◆ **Prompt 1**: Could you update the passage on Friedman and praxeology, starting at "As an Austrian" and ending at "in this regard.", so that "Austrian school" stands wherever "praxeological school" appears?
◆ **Prompt 2**: Can you carry the passage on Friedman and praxeology forward from the point where it stops?

As an Austrian economist, I am outraged by this condescending attitude toward, this complete and utter misunderstanding of, the praxeological school. On the other hand, I dare not be too critical of Friedman; criticizing him is like taking candy from a baby: he is totally unaware of the Austrian responses to this sort of calumny, whereas members of the praxeological school are completely conversant with the logical positivism on the basis of which Friedman launches his attack. So, I will now be more “tolerant” than I would otherwise be in this regard.
Let me start out on a positive note. Friedman is absolutely correct when he says that his own critical views on praxeology are entirely relevant to the issue of toleration. (Prychitko, 2002, is another author who maintains that praxeology is intolerant per se. For a rejoinder, see Block, unpublished.) It certainly would appear, at least at the outset, that Mises’s views are “intolerant.”
But superficial appearances can sometimes be deceiving, and that is true in this case. Let us consider an example. When A trades an a to B for one of his b’s, each of them, A and B, gain in welfare in the ex ante sense. That is, A values the b he receives more than the a he must give up in this exchange. And, similarly, B, ranks the incoming a more highly than the outgoing b. Perhaps the best illustration of this is that famous front cover of the Saturday Evening Post where Norman Rockwell draws the milkman and the pie man, each sitting in front of their respective trucks, munching away on a pie and slurping at a bottle of milk. We are given to understand by Rockwell, an artist who would appear to know more about economics than Friedman, that right before the scenario he depicted, the milkman (A) traded a bottle of milk (a) with the pie man (B) for one of the latter’s products (b), and that each did so because he valued what he received more than what he had to give up for it.

◆ **Data excerpts**:

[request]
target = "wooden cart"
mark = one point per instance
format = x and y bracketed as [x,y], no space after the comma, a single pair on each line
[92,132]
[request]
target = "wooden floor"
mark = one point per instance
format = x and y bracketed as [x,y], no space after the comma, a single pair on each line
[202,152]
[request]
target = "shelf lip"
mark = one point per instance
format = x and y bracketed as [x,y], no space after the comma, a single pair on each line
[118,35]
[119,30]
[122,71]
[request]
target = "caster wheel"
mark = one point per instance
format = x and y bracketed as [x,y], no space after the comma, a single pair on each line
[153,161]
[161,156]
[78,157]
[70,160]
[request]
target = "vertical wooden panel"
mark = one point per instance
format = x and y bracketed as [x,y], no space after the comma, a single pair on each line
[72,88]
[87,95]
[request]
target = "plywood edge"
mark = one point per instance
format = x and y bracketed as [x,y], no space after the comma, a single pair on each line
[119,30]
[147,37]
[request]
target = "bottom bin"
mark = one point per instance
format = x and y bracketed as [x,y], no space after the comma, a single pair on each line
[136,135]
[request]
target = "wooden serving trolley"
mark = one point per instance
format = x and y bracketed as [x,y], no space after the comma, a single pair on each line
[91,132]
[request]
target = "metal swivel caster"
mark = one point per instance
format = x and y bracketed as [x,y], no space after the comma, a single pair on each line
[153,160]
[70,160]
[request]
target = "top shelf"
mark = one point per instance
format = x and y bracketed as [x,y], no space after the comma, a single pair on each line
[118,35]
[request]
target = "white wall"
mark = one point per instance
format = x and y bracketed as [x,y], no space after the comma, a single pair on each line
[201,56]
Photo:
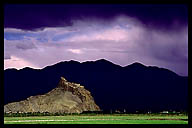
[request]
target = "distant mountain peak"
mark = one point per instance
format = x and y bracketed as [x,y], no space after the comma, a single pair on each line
[136,64]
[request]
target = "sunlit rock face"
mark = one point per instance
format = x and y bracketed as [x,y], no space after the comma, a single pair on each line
[67,97]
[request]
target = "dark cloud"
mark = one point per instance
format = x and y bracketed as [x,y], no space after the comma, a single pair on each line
[7,56]
[39,16]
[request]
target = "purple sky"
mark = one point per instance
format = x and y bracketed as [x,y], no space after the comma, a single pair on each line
[41,35]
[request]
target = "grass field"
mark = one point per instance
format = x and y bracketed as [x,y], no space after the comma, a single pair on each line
[101,119]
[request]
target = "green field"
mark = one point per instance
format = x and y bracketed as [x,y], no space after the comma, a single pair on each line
[101,119]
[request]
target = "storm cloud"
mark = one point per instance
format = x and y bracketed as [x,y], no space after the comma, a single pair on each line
[122,34]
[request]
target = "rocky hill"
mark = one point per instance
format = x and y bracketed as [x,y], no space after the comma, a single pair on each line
[67,97]
[133,87]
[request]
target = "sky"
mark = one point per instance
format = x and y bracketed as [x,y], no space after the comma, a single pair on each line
[40,35]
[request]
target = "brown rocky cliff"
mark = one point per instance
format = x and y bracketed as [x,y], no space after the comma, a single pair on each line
[67,97]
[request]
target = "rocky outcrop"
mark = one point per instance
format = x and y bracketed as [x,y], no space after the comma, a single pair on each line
[67,97]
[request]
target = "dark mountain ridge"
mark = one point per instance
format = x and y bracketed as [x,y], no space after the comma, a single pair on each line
[133,87]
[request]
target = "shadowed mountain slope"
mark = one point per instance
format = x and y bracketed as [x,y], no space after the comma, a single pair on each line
[133,87]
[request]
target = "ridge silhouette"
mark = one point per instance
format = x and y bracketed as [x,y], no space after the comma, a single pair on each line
[133,87]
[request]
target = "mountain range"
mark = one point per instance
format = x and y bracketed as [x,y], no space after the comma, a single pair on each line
[135,87]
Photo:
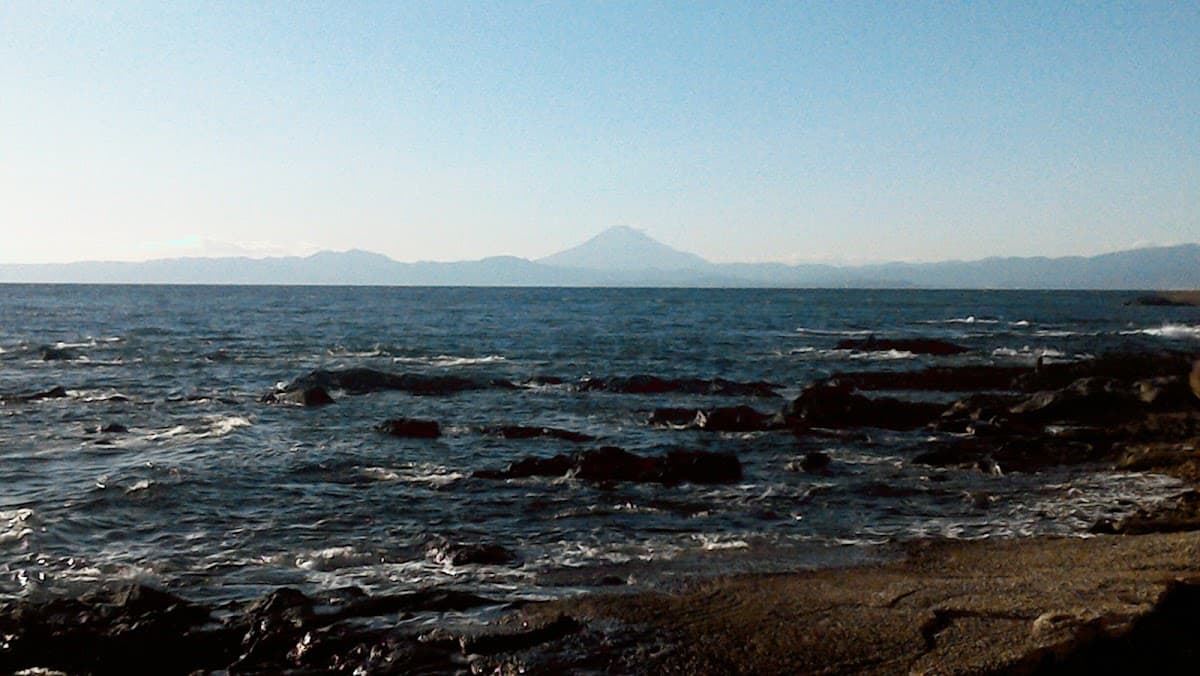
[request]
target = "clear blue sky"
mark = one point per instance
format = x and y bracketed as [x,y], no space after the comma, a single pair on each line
[791,131]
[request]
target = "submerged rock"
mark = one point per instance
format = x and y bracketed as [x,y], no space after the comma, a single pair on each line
[720,419]
[365,381]
[465,554]
[654,384]
[612,464]
[306,396]
[916,346]
[531,432]
[411,428]
[835,405]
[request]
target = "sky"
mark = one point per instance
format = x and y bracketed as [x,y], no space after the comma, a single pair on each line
[796,131]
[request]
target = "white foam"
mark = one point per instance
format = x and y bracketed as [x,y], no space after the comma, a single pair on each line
[449,360]
[834,331]
[715,543]
[1170,331]
[335,557]
[16,525]
[222,425]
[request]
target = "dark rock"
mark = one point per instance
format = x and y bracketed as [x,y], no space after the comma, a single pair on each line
[700,467]
[58,354]
[425,600]
[612,464]
[1127,368]
[57,392]
[654,384]
[815,461]
[112,630]
[916,346]
[513,641]
[1179,514]
[411,428]
[466,554]
[733,419]
[673,417]
[835,405]
[1168,299]
[1086,400]
[939,378]
[365,381]
[531,432]
[1169,393]
[313,395]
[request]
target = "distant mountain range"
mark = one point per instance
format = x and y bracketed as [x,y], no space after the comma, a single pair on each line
[623,256]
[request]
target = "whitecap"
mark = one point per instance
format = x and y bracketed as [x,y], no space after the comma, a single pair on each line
[834,331]
[335,557]
[883,354]
[715,543]
[449,360]
[144,484]
[222,425]
[1170,331]
[16,525]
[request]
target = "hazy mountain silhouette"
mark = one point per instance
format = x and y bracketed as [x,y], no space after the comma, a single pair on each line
[624,256]
[624,249]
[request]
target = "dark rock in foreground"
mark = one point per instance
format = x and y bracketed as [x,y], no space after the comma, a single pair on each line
[532,432]
[654,384]
[365,381]
[611,464]
[465,554]
[835,405]
[939,378]
[411,428]
[916,346]
[719,419]
[306,396]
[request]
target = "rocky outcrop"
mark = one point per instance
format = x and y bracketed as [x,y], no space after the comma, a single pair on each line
[534,432]
[916,346]
[469,554]
[137,629]
[307,396]
[654,384]
[835,405]
[939,378]
[612,464]
[718,419]
[411,428]
[366,381]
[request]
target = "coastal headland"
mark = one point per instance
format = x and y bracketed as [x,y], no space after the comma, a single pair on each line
[1121,599]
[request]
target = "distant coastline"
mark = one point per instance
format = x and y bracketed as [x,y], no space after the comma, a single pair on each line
[623,257]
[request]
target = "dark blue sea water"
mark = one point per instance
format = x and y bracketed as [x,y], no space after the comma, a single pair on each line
[217,496]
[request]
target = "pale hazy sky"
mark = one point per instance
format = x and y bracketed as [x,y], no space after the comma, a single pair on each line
[793,131]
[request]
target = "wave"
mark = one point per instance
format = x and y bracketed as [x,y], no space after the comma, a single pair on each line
[967,319]
[435,476]
[449,360]
[335,557]
[1030,352]
[16,525]
[826,353]
[1170,331]
[834,331]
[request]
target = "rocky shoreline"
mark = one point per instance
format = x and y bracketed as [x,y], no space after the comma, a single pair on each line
[1027,606]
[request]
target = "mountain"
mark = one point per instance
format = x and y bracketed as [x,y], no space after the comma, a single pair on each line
[624,249]
[625,256]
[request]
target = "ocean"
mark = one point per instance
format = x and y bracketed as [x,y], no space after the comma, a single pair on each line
[201,488]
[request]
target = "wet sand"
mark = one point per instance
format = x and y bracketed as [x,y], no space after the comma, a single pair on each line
[1099,604]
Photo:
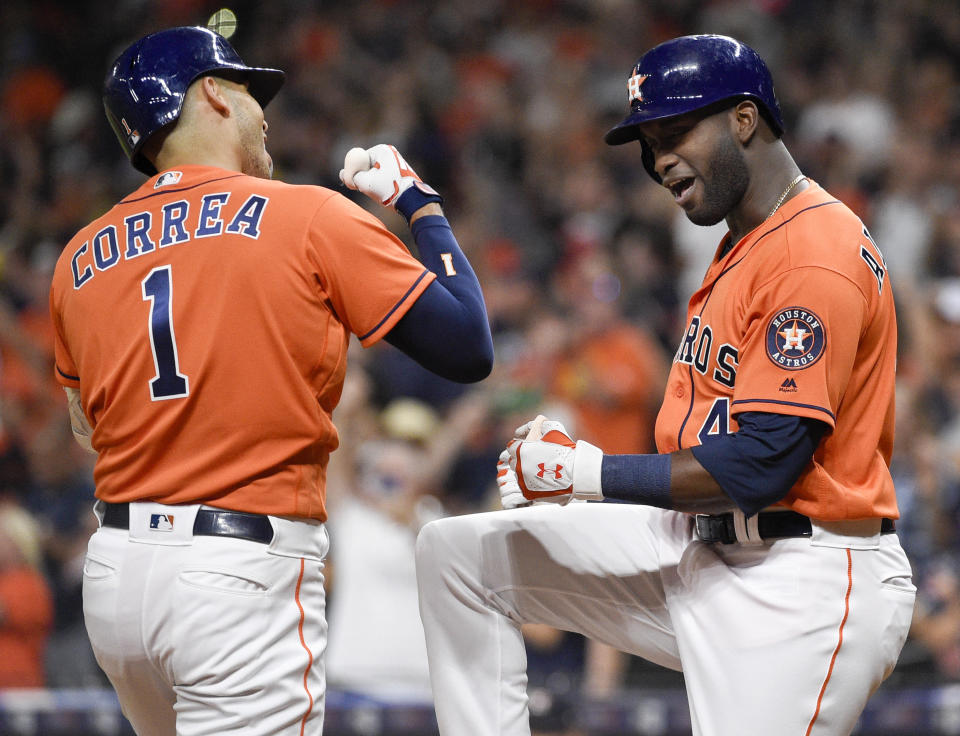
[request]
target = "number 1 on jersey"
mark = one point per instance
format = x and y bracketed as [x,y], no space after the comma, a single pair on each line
[169,382]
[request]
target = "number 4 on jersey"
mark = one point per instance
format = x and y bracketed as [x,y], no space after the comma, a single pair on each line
[169,382]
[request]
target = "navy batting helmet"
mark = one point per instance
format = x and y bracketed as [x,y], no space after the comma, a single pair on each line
[690,73]
[145,87]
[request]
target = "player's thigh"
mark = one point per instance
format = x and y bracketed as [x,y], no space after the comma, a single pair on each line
[776,638]
[586,567]
[247,644]
[114,576]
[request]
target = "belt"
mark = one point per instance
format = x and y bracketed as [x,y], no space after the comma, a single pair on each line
[770,525]
[209,523]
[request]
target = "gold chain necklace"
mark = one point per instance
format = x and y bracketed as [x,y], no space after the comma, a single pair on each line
[785,193]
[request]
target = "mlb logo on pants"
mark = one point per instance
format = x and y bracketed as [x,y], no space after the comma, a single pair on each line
[161,522]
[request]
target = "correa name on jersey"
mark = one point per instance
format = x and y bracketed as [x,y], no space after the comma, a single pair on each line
[177,225]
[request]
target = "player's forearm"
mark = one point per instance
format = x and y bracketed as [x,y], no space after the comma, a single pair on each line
[431,208]
[675,481]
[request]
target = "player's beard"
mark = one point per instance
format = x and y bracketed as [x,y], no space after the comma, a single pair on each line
[725,183]
[255,161]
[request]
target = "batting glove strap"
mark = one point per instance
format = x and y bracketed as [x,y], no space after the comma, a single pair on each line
[586,472]
[415,197]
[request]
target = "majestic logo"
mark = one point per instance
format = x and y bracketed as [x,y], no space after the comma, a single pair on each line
[167,178]
[161,522]
[557,472]
[633,87]
[795,339]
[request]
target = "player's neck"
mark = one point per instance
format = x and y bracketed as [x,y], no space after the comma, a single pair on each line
[777,182]
[199,150]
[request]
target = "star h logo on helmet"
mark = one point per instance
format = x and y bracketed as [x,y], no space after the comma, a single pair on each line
[633,87]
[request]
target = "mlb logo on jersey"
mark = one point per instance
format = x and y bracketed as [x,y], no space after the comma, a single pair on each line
[795,338]
[161,522]
[167,178]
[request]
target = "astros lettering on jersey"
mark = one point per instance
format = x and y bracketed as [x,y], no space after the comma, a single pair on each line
[796,319]
[211,355]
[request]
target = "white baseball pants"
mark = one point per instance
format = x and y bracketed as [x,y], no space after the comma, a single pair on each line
[209,635]
[788,637]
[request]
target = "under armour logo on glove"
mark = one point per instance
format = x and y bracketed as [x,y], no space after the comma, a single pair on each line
[557,472]
[541,464]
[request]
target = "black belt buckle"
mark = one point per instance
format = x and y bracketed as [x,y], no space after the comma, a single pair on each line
[209,523]
[713,528]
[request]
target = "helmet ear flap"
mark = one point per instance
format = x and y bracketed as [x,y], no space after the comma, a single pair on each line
[648,161]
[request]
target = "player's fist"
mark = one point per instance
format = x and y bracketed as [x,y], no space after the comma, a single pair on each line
[383,175]
[511,496]
[553,468]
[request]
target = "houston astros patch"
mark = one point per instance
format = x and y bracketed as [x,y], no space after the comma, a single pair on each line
[795,338]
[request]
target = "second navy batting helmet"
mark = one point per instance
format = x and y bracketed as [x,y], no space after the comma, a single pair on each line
[690,73]
[145,87]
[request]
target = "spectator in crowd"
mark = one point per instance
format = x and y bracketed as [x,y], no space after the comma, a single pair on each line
[26,605]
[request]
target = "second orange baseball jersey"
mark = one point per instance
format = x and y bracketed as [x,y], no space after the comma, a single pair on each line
[205,319]
[797,318]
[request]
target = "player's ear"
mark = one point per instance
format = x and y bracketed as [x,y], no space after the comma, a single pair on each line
[214,93]
[745,118]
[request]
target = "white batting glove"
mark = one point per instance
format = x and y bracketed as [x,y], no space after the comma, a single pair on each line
[383,176]
[552,468]
[511,496]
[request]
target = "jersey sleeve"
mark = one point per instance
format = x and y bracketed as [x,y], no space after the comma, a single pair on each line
[369,276]
[803,329]
[65,370]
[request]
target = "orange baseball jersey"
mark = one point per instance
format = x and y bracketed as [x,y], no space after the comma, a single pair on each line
[797,318]
[205,319]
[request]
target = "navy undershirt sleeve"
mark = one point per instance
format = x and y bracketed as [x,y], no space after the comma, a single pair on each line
[446,330]
[758,465]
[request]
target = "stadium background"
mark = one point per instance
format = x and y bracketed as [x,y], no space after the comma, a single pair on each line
[586,264]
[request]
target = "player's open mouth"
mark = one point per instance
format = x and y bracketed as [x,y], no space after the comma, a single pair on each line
[681,189]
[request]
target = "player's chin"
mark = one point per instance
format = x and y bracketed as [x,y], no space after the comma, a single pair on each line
[703,214]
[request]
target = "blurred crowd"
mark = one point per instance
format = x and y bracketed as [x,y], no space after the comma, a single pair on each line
[586,264]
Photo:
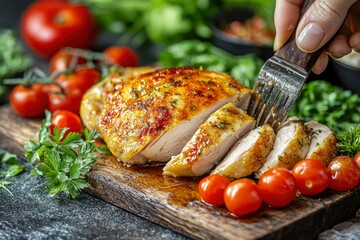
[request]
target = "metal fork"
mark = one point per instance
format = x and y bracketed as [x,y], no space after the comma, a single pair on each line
[280,81]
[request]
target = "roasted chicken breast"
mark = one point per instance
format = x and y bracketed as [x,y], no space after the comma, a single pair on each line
[291,145]
[248,154]
[93,100]
[211,142]
[323,142]
[150,117]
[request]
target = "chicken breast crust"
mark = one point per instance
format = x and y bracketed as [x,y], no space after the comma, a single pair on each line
[93,100]
[141,109]
[211,142]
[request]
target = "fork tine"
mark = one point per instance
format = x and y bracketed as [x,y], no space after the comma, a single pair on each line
[269,106]
[254,97]
[266,91]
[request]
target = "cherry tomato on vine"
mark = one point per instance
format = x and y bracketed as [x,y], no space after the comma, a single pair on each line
[277,187]
[211,189]
[62,61]
[344,174]
[81,80]
[48,26]
[121,56]
[69,101]
[66,119]
[311,176]
[29,101]
[242,197]
[357,158]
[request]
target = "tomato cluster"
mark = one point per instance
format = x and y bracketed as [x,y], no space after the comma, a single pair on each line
[75,74]
[278,187]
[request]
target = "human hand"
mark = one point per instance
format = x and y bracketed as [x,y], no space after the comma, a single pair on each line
[320,23]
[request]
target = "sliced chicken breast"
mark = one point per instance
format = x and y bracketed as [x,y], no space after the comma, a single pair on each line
[291,145]
[248,154]
[211,142]
[323,142]
[143,116]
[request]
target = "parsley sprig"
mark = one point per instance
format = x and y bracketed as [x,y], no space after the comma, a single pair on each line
[10,166]
[349,141]
[63,161]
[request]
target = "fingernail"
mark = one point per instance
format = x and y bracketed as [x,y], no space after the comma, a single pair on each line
[310,37]
[276,43]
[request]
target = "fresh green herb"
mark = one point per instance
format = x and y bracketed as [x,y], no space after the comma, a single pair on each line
[349,141]
[12,167]
[203,54]
[13,59]
[158,21]
[64,162]
[328,104]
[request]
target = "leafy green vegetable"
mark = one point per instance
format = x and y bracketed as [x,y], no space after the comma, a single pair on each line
[203,54]
[160,21]
[349,141]
[12,167]
[13,59]
[333,106]
[263,8]
[64,162]
[12,56]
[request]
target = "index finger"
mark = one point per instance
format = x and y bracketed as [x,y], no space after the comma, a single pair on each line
[286,17]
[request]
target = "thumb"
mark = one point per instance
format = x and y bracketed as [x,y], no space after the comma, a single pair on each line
[320,23]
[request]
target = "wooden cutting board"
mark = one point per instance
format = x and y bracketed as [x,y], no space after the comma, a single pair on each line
[174,202]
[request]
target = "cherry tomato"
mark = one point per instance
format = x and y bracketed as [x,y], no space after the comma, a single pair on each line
[66,119]
[80,80]
[357,158]
[211,189]
[69,101]
[48,26]
[62,61]
[242,197]
[121,56]
[277,187]
[29,101]
[311,176]
[344,174]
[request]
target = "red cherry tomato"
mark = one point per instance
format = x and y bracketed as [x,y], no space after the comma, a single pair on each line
[80,80]
[70,101]
[121,56]
[29,101]
[344,174]
[311,177]
[65,119]
[277,187]
[357,158]
[62,61]
[211,189]
[48,26]
[242,197]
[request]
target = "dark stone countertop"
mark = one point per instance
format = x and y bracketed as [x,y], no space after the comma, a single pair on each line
[31,214]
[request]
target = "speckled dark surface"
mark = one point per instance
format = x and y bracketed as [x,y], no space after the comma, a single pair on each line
[31,214]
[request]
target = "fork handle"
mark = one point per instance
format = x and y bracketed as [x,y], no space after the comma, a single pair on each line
[290,51]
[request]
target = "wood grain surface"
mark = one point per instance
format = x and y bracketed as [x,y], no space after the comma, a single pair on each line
[175,203]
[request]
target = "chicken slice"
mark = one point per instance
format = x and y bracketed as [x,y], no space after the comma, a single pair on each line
[323,142]
[143,116]
[211,142]
[248,154]
[291,145]
[92,101]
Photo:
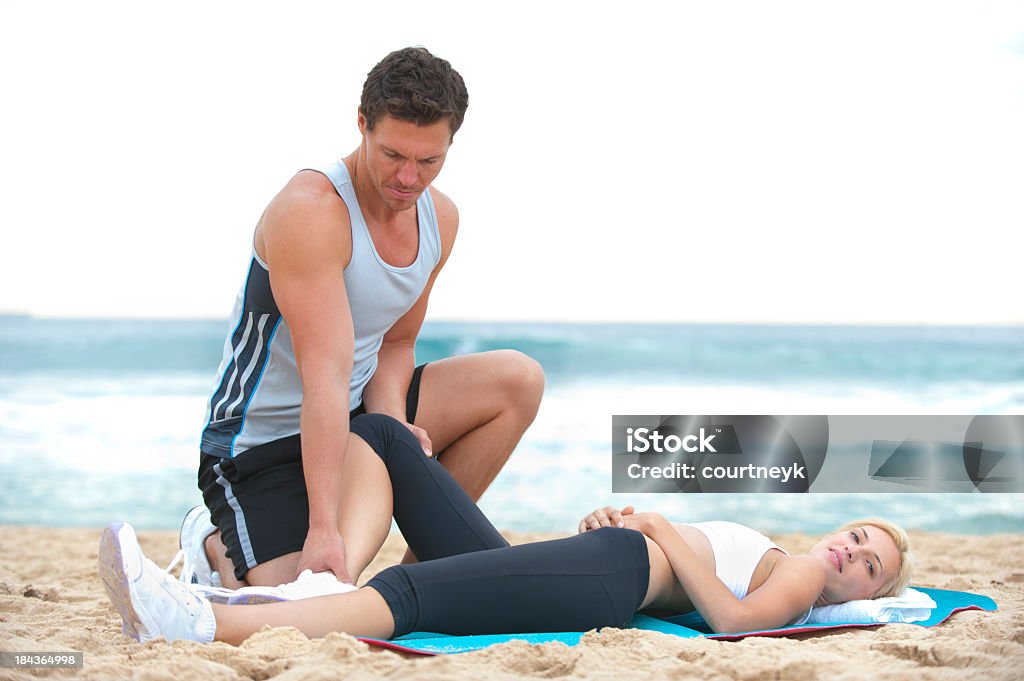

◆ **Right answer 1**:
As an Austrian economist, I am outraged by this condescending attitude toward, this complete and utter misunderstanding of, the Austrian school. On the other hand, I dare not be too critical of Friedman; criticizing him is like taking candy from a baby: he is totally unaware of the Austrian responses to this sort of calumny, whereas members of the Austrian school are completely conversant with the logical positivism on the basis of which Friedman launches his attack. So, I will now be more “tolerant” than I would otherwise be in this regard.

◆ **Right answer 2**:
The difficulty with Friedman’s treatment of praxeology is that he does not have a concrete example in front of him in order to facilitate his analysis. With this milk-pie case firmly embedded in our minds, it is easy to see where Friedman went astray. Suppose one economist, call him the Austrian, offers the pie-milk case as an example of voluntary trade making both parties better off, and that they rank the two goods traded in inverse order. A second economist, call him a Chicago School economist, denies this. Following Friedman’s “reasoning,” the Austrian says to the Chicagoan, “You made a mistake in reasoning.” Whereupon the Chicagoan returns this sally, and says to the Austrian, “You made a mistake in reasoning.” Do they then have no resort but to come to physical blows? Not a bit of it. The Austrian replies, “What reason could the milk man and the pie man have had, in entering their trade, other than to improve their economic welfare?” The Chicagoite, a Popperian, challenges the Austrian to specify a state of the world where he would regard his contention (voluntary trade implies mutual gain and reverse rankings of goods) “as sufficient to contradict (his) view.” And, of course, the answer is, there is no possible state of the world that could contradict this praxeological claim, since these claims are necessarily true.
The Chicagoan economist would throw up his hands in dismay, thinking that the Austrian had “convert(ed) an asserted body of substantive conclusions into a religion.” But if the praxeologist is guilty of this charge, then, so, too, would be all other scholars whose specialty is based on logic, not experience. For example, mathematicians, geometricians, logicians. Does Friedman think that mathematicians quarreling over whether or not 2+2=4 have no alternative but to fight? That the only way to settle the truth of the Pythagorean Theorem is to enter the boxing ring? That the truth of the syllogism, “Socrates is a man, all men are mortal, Socrates is mortal,” can only be settled through force of arms? That mathematics, geometry, logic, are mere cultish religions? That specifying possible falsifications is the be all and end all of argumentation? Let the logical positivists, then, specify a real world situation where 2+2=4, the Pythagorean Theorem and the Socrates syllogism are false. These claims, all of them, those stemming from mathematics, geometry, logic, and, yes, economics too, are not tautologies, mere announcements as to how words are to be used. Rather, they are synthetic apriori statements: they are necessarily true, and, also, give a profound understanding of how the real world operates.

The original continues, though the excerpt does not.